WHAT THIS TASK INVOLVES: Count the lines of the data below that include the string "black", and provide nothing but the result.

*** INPUT Section Begins ***

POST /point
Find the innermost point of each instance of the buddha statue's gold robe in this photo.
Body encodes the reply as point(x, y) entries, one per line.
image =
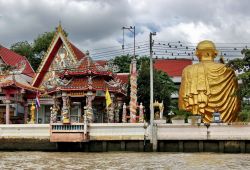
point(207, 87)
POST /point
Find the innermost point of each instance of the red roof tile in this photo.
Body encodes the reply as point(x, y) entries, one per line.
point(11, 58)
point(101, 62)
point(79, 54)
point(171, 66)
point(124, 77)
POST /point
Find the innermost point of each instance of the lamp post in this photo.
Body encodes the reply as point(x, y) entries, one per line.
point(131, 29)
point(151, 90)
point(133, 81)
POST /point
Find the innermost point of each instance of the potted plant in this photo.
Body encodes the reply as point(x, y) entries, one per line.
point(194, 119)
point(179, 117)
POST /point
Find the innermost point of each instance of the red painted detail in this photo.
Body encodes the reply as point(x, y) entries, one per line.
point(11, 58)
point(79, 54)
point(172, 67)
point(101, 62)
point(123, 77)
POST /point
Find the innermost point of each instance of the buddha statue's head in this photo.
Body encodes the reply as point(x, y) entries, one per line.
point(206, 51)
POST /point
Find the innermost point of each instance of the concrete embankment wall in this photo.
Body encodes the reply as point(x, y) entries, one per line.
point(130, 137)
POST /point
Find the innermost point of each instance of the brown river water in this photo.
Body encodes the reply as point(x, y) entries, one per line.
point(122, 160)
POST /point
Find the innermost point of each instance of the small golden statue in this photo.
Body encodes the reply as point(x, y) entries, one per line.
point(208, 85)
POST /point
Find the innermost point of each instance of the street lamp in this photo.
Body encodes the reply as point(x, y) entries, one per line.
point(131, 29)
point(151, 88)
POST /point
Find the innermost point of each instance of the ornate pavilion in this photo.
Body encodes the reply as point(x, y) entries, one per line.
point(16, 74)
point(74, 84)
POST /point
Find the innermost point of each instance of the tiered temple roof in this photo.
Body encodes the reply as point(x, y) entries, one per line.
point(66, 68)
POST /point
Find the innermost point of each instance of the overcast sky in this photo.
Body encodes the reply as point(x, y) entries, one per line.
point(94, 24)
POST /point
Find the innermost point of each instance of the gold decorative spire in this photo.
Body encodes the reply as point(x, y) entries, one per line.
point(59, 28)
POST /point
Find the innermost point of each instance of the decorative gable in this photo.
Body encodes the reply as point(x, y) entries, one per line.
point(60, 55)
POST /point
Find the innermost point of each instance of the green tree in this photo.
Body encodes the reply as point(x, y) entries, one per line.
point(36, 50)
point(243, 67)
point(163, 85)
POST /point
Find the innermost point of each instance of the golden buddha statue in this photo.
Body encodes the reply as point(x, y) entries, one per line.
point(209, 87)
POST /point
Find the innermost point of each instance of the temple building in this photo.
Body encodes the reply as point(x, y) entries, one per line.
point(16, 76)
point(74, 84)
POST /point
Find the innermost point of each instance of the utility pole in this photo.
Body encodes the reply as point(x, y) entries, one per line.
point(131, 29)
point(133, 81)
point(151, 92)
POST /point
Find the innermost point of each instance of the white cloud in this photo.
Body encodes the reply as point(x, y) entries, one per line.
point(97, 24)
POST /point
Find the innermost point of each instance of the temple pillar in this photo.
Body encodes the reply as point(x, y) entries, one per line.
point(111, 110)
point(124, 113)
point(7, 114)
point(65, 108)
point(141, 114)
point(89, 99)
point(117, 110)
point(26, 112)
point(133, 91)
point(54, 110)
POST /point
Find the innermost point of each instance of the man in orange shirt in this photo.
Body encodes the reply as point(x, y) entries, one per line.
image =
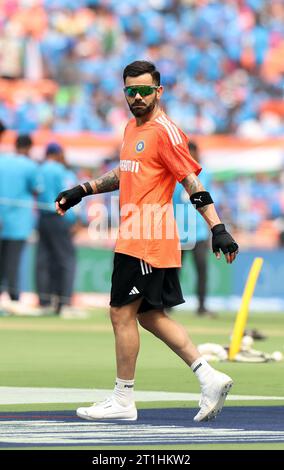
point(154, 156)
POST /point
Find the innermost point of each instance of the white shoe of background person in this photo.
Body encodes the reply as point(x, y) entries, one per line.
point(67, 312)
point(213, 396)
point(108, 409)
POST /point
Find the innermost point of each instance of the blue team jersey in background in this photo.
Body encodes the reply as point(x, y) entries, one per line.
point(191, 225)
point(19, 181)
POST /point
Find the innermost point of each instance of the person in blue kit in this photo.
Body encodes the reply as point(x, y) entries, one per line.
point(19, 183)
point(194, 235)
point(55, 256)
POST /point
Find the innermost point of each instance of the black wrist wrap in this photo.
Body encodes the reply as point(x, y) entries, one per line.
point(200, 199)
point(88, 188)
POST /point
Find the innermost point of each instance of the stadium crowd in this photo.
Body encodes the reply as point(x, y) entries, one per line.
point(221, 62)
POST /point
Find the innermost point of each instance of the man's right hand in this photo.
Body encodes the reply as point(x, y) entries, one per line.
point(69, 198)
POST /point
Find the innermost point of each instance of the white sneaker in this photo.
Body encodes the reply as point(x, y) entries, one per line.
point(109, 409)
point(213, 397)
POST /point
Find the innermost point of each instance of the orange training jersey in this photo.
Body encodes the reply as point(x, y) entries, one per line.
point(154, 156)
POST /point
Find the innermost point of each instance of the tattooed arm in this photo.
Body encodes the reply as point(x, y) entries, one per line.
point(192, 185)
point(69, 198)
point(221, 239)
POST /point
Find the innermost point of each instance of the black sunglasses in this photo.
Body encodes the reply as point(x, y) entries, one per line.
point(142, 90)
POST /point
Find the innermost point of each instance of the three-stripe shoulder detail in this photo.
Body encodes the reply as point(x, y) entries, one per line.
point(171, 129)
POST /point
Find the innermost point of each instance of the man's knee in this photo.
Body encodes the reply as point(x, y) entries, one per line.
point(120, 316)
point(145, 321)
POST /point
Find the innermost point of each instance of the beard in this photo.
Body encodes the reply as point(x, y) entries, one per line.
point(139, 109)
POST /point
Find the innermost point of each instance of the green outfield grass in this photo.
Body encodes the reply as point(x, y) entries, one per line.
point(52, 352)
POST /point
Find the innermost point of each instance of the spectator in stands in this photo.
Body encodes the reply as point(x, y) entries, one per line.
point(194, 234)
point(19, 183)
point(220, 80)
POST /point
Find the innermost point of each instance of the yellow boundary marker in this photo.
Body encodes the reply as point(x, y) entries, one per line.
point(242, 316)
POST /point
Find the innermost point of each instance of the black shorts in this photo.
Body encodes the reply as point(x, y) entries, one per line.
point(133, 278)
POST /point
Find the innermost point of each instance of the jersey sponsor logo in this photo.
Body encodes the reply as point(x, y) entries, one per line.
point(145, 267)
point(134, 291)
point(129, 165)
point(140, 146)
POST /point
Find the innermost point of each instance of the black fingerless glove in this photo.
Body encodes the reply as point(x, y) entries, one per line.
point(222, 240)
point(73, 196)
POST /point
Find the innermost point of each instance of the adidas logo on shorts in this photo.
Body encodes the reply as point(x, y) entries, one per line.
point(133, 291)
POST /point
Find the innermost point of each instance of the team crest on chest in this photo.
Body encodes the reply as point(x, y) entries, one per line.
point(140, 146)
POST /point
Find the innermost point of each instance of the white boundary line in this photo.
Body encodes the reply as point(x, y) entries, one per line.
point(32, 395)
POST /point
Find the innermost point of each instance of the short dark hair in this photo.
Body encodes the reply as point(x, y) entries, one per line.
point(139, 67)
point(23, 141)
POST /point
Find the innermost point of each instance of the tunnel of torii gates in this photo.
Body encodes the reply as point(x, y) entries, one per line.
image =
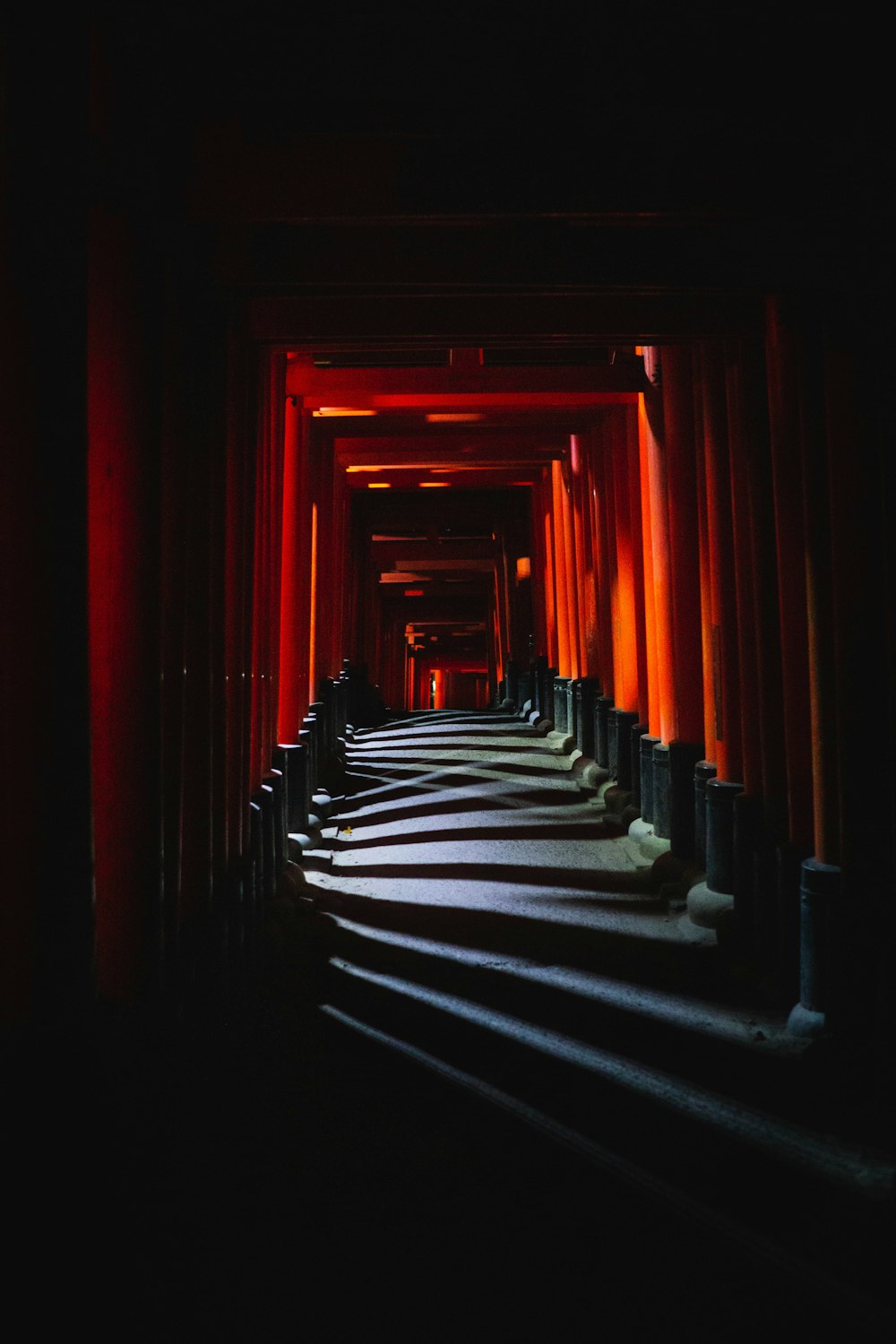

*** INPUT Section Ends ***

RESPONSE TO THE TASK: 4